# Objetivo 1:
No texto sobre as esquerdas, por qual outro nome o autor designa os nostálgicos do dirigismo marxista?
# Objetivo 2:
Retome o texto sobre as esquerdas a partir do ponto em que ele termina.

# Texto de origem:
►
O sociólogo Fernando Henrique Cardoso foi dizer que as esquerdas são burras, e o vespeiro está ouriçado. Celeuma à toa, porém. Isso já faz tempo que não é segredo para ninguém. Até que Fernando Henrique foi suave, como é seu estilo. Não disse que são totalitárias. Esquerda é um termo balaio onde se pode botar de tudo. No Brasil, passou hoje a juntar os que, contra as modestas propostas saneadoras do governo, defendem privilégios corporativos, indisciplina fiscal e financeira, monopólios e empresas públicas.
No sentido familiar da palavra, diz-se que é ``burro" quem não é capaz de entender argumentos, de assimilar informação, de tirar as conclusões apropriadas dos dados recebidos de um contexto. Nesse sentido, serve como uma luva para os nostálgicos do dirigismo marxista, também chamados de neoconservadores.
Fernando Henrique provavelmente estava desabafando a respeito dos trapalhões que, embuchados com idéias que não conseguem digerir, querem sentar em cima da modernização do país. Se, porém, esquerda for uma espécie de religião, então é uma questão de fé, extra-racional. O que parece burrice visto de um jeito, vira fanatismo visto de outro. O que, aliás, não melhora nada as coisas.
De modo geral, o que caracteriza a noção de esquerda no mundo moderno -especialmente o seu paradigma marxista- é a idéia de que a ação política permite criar uma nova ordem social ideal, em que para todos haverá abundância material. Isso reflete uma visão mágica do mundo, que ficou fora de moda neste ponto da evolução histórica, em que os homens superaram o universo mágico e ingressaram numa era operacional, quantificada, técnico-científica.
◄
# Dados:
►
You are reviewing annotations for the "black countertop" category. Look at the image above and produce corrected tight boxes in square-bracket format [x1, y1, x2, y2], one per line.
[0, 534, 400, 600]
◄
# Resposta 1:
Neoconservadores.

# Resposta 2:
A versão marxista, de longe a mais importante, é um dos mais perfeitos exemplos imagináveis do pensamento mágico, paramentado (como exigia a época) de teoria científica da História. Começava por uma noção parecida com o maná enviado do céu pelos deuses. Acreditava que o problema da escassez já havia sido resolvido pelo capitalismo -e, portanto, se não existisse abundância para todos, a culpa era da sociedade, isto é, do capitalismo.
Em outras palavras, é porque as forças do mal o impediam. O mal entra, assim, na História. A diferença é que em vez de fazê-lo sob a forma de um trabalho de caboclos malignos, assume o aspecto de uma classe inerentemente malévola, a burguesia. Esta seria vocacionada, pela própria natureza, a espoliar até a mais negra miséria, as forças do bem, a classe boa dos proletários (da qual Marx, violentamente preconceituoso, anti-semita e intolerante, excluía a tudo o que cheirasse a lúmpen, a marginal). A redução de tudo a uma oposição entre bons e maus é a própria essência do fenômeno totalitário...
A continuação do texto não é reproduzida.